Quellenauszug:
┌──

Bild: Rauch steigt auf an der türkisch-irakischen Grenze am 19. April 2022
Istanbul taz | Nach einem Besuch der irakisch-türkischen Grenzregion zu
Beginn dieser Woche sagte der türkische Verteidigungsminister Hulusi Akar:
„Bei den Terroristen der PKK herrscht Panik.“ Und: Der türkische
Militäreinsatz in der Region verlaufe bisher sehr erfolgreich.
[1][Am 18. April begann die Türkei ihren Einsatz] im Nordirak. Zu Anfang
bombardierte die Luftwaffe Ziele in den irakischen Grenzprovinzen Zap,
Avasin und Metina, danach wurden Fallschirmjägereinheiten aus Hubschraubern
abgesetzt. Akar sagt, es gehe bei der Mission darum, grenznahe Verstecke
der PKK auszuheben. Bislang hätte man 82 Höhlen, die der PKK als Stellungen
oder als Verstecke für Nachschubmaterial gedient hätten, zerstört.
Dabei seien insgesamt 61 „Terroristen“ getötet worden. Über die eigenen
Verluste machte Akar keine Angaben, es gibt aber in den türkischen Medien
immer wieder Berichte über „Märtyrer-Bestattungen“ der im Nordirak
gefallenen Soldaten. Demnach sind mittlerweile um die 10 bis 20 Kämpfer
getötet worden.
Das Ziel der „Claw-Lock“ genannten Militäroperation ist es, die als
Terrorgruppe geltende PKK, die seit 1984 einen bewaffneten Kampf gegen die
Türkei führt, militärisch zu schwächen, sodass sie nicht mehr in der Lage
ist, Ziele in der Türkei anzugreifen. Anders als in früheren Jahren gibt es
dazu jetzt offenbar Absprachen mit der kurdischen Autonomieregierung unter
Präsident Nêçîrvan Barsanî im Nordirak, wie auch mit der irakischen
Zentralregierung in Bagdad. Vor Beginn der Militäroperation war der
Ministerpräsident der kurdischen Autonomieregierung, Masrur Barzani, in der
Türkei und hatte sich mit Präsident Recep Tayyip Erdoğan besprochen.

└──

Aufgaben:
1) An welchem Datum begann laut dem Artikel über den Einsatz im Nordirak die türkische Militäroperation?
2) Schreib den Artikel über den Einsatz im Nordirak nach seinem letzten Satz weiter.
Die anschließenden Einträge stammen aus einer anderen Quelle.

Datensatzauszüge zum Zeigen auf Objekte:
┌──

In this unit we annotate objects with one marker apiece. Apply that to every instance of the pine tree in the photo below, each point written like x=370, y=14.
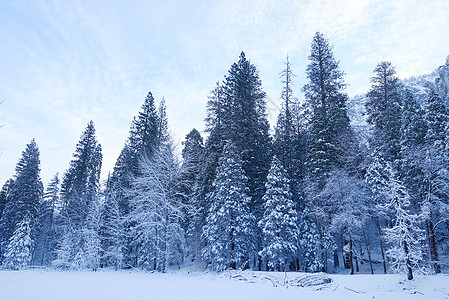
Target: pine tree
x=192, y=155
x=80, y=182
x=309, y=243
x=237, y=113
x=45, y=248
x=19, y=252
x=229, y=228
x=330, y=137
x=79, y=193
x=279, y=222
x=5, y=193
x=327, y=101
x=435, y=173
x=384, y=108
x=346, y=207
x=405, y=236
x=157, y=212
x=289, y=145
x=112, y=230
x=148, y=132
x=26, y=193
x=245, y=123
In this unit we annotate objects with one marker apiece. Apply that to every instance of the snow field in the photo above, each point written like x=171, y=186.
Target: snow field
x=52, y=284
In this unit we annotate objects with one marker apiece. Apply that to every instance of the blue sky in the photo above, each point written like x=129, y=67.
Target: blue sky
x=63, y=63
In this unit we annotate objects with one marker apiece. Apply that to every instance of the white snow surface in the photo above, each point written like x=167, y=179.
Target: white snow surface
x=67, y=285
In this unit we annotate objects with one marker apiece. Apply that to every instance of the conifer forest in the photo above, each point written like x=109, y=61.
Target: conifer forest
x=338, y=184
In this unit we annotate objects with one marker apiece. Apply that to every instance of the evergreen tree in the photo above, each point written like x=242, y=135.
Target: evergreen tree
x=245, y=123
x=20, y=248
x=23, y=201
x=330, y=138
x=309, y=243
x=237, y=113
x=5, y=193
x=192, y=155
x=329, y=126
x=435, y=173
x=80, y=182
x=279, y=222
x=112, y=230
x=289, y=145
x=405, y=236
x=45, y=248
x=229, y=228
x=157, y=212
x=384, y=110
x=148, y=131
x=79, y=193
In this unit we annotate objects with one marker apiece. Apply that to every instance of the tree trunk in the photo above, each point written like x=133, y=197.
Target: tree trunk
x=351, y=263
x=376, y=221
x=432, y=246
x=336, y=260
x=369, y=253
x=409, y=265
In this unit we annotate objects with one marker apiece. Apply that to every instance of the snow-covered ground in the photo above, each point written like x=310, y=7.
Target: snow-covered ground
x=51, y=284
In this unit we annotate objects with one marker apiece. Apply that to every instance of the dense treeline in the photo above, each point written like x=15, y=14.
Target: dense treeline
x=318, y=195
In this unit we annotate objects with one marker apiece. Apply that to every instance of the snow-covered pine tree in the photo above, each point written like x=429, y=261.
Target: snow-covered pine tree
x=79, y=191
x=25, y=195
x=157, y=211
x=309, y=243
x=5, y=193
x=346, y=206
x=384, y=110
x=325, y=95
x=81, y=181
x=190, y=170
x=404, y=237
x=44, y=252
x=377, y=177
x=19, y=251
x=289, y=139
x=245, y=124
x=279, y=221
x=147, y=131
x=112, y=230
x=229, y=228
x=90, y=251
x=434, y=161
x=329, y=132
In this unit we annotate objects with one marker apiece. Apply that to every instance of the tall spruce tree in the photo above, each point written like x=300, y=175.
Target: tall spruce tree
x=79, y=192
x=192, y=155
x=435, y=174
x=330, y=137
x=279, y=221
x=245, y=124
x=384, y=110
x=147, y=132
x=229, y=228
x=19, y=251
x=80, y=182
x=237, y=113
x=23, y=201
x=327, y=101
x=45, y=248
x=289, y=139
x=5, y=193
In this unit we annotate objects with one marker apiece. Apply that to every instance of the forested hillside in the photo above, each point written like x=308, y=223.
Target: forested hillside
x=360, y=184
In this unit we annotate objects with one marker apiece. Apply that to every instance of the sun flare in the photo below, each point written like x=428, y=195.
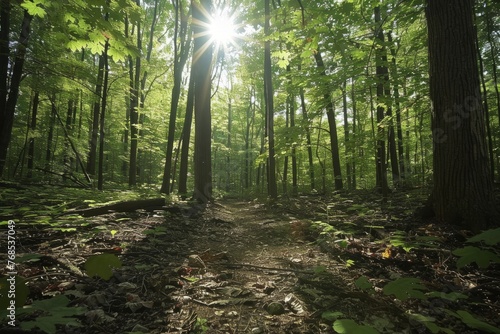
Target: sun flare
x=222, y=29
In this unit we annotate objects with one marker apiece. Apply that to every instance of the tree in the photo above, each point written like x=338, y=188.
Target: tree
x=182, y=41
x=202, y=65
x=272, y=189
x=463, y=188
x=9, y=87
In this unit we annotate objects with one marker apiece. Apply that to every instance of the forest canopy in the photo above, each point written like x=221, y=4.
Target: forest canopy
x=303, y=97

└──

Gegebene Antworten:
1) Am 18. April.

2)
Insbesondere soll es bei dem Treffen darum gegangen sein, dass die
türkische Armee verbindlich zugesagt hatte, irakisch-kurdische Zivilisten
aus den Kämpfen herauszuhalten. Wenige Tage nach dem türkischen Einmarsch
erklärte die irakische Zentralregierung gegenüber dem türkischen
Botschafter in Bagdad ihren Protest gegen den Einmarsch im Norden – eher
eine Pro-forma-Reaktion.
## Nichtstaatliche bewaffnete Gruppen werden bekämpft
Seit Oktober 2020 gibt es ein Abkommen zwischen dem Irak und der Türkei, in
dem festgehalten wurde, dass nichtstaatliche bewaffnete Gruppen nicht mehr
geduldet und eventuell gemeinsam bekämpft werden. Das Abkommen wurde von
der Türkei und den USA unterstützt. Es richtet sich auch gegen den
Islamischen Staat (IS), vor allem aber gegen die PKK und mit ihnen
verbundene Organisationen.
In der nordirakischen Region Sindschar (Shingal) ist auch die jesidische
YBŞ-Miliz aktiv. Während das irakische und das autonom-kurdische Militär
die [2][Jesiden bei den barbarischen Angriffen des Islamischen Staates
(IS)] im Sommer 2014 im Stich ließen, kam ihnen die PKK zur Hilfe. Bis
heute wird die YBŞ von der Gruppe unterstützt. Viele Jesiden sind gegen das
Abkommen: Sie fürchten, dass äußere Kräfte sie im Fall eines erneuten
Angriffs wieder sich selbst überlassen würden, und möchten sich daher
selbst verteidigen dürfen.
Die irakische Zentralregierung und die vom Barsanî-Clan dominierte autonome
kurdische Regierung im Nordirak möchten die PKK gerne loswerden. Seit diese
1998 mit dem Adana-Abkommen auf Druck der Türkei aus Syrien verwiesen
wurde, hat sie ihr Hauptquartier in die nordirakischen Kandil-Berge
verlegt. Da sie bei ihren Aktionen wenig Rücksicht auf die Interessen der
autonomen kurdischen Regierung nimmt, ist deren Solidarität mit der PKK
weitgehend aufgebraucht.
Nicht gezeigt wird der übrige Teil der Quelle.